----- Stored records -----

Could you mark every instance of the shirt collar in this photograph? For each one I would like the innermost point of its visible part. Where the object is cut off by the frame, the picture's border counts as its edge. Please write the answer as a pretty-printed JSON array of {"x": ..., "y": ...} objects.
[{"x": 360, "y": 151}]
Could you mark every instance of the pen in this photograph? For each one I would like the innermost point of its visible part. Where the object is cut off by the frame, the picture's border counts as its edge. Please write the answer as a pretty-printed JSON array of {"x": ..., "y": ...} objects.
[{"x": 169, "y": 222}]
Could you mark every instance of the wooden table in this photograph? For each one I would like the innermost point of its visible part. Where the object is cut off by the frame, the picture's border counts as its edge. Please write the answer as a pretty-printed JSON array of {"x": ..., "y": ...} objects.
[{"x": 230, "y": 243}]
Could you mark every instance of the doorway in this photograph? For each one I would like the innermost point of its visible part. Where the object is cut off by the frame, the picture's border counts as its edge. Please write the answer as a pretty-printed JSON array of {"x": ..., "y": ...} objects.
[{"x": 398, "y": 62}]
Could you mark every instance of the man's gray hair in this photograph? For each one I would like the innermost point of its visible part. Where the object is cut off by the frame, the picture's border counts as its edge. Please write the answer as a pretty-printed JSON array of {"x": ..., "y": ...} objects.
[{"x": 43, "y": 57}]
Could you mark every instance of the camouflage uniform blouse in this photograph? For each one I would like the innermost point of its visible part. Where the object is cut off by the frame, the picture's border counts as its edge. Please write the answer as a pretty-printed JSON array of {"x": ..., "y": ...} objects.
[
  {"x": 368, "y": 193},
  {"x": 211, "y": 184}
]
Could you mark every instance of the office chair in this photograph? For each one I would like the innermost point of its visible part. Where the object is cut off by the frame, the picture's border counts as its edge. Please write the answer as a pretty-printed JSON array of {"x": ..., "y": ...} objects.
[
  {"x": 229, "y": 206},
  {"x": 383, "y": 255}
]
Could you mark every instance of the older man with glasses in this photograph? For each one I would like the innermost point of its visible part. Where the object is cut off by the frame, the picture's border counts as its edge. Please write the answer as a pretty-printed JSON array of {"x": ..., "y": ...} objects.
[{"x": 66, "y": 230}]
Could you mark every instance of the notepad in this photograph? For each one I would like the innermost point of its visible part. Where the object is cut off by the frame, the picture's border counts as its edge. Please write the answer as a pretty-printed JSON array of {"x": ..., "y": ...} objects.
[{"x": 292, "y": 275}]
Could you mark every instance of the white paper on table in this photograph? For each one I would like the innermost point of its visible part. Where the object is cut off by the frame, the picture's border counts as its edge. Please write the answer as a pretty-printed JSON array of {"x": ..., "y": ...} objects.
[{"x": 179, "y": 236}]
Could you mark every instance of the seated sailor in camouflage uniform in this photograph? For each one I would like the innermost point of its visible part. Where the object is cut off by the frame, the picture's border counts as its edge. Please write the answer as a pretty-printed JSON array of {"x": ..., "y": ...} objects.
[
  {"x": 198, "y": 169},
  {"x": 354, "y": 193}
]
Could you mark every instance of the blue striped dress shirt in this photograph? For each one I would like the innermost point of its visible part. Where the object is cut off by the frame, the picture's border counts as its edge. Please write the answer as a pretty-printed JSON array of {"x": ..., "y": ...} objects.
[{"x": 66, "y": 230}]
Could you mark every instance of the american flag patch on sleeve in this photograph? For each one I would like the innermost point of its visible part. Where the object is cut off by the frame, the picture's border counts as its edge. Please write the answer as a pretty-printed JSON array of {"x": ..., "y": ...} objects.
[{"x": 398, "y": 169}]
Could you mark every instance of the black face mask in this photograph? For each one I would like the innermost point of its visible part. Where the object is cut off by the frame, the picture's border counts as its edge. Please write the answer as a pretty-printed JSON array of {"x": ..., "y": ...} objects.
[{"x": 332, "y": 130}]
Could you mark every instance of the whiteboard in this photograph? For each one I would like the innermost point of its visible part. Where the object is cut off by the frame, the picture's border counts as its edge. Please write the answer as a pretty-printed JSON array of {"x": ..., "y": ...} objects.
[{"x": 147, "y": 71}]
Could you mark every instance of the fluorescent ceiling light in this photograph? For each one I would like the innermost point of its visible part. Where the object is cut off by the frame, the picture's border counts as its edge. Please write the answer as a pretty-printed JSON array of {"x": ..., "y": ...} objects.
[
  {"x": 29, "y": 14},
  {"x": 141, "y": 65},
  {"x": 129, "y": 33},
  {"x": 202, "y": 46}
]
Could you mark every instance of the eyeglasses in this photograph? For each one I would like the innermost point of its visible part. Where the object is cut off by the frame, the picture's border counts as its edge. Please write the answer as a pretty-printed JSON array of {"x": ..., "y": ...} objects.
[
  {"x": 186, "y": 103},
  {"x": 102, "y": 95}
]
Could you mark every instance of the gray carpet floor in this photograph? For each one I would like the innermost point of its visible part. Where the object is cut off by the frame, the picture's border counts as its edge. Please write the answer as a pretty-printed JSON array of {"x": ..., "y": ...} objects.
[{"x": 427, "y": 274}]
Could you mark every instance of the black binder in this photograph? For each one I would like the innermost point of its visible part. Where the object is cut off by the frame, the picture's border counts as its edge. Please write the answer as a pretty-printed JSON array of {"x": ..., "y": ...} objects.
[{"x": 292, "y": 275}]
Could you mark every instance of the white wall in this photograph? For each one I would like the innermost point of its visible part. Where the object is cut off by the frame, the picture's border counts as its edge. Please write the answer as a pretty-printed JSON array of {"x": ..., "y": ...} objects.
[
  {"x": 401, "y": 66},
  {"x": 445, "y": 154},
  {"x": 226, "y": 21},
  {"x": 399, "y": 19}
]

-----

What you should do:
Recast everything from the line containing "Could you mark every instance of the gray" down to the end of the records as a Markdown table with the columns Number and Line, omitting blank lines.

Reply to the exercise:
| Number | Line |
|---|---|
| 1 | Could you mark every instance of the gray carpet floor in this photograph? For each one I would like the innermost point of its visible part. Where the object is cut off by the frame, the picture's border counts as its edge. Please write the answer as a pretty-printed JSON array of {"x": ..., "y": ...} objects. |
| 2 | [{"x": 427, "y": 274}] |
| 3 | Could you mark every instance of the black binder in this photograph? For each one I would like the innermost point of its visible part. Where the object is cut off by the frame, the picture's border counts as its edge. Please write the answer as a pretty-printed JSON array of {"x": ..., "y": ...} objects. |
| 4 | [{"x": 292, "y": 275}] |
| 5 | Could you mark every instance of the white wall in this photograph? For each one I would like the innermost point of its visible part. Where the object is cut off by the frame, the picture's border counts as its edge. Please write the answer as a pretty-printed JSON array of {"x": ..., "y": ...} objects. |
| 6 | [ |
| 7 |   {"x": 401, "y": 66}, |
| 8 |   {"x": 445, "y": 154}, |
| 9 |   {"x": 226, "y": 21}, |
| 10 |   {"x": 399, "y": 19} |
| 11 | ] |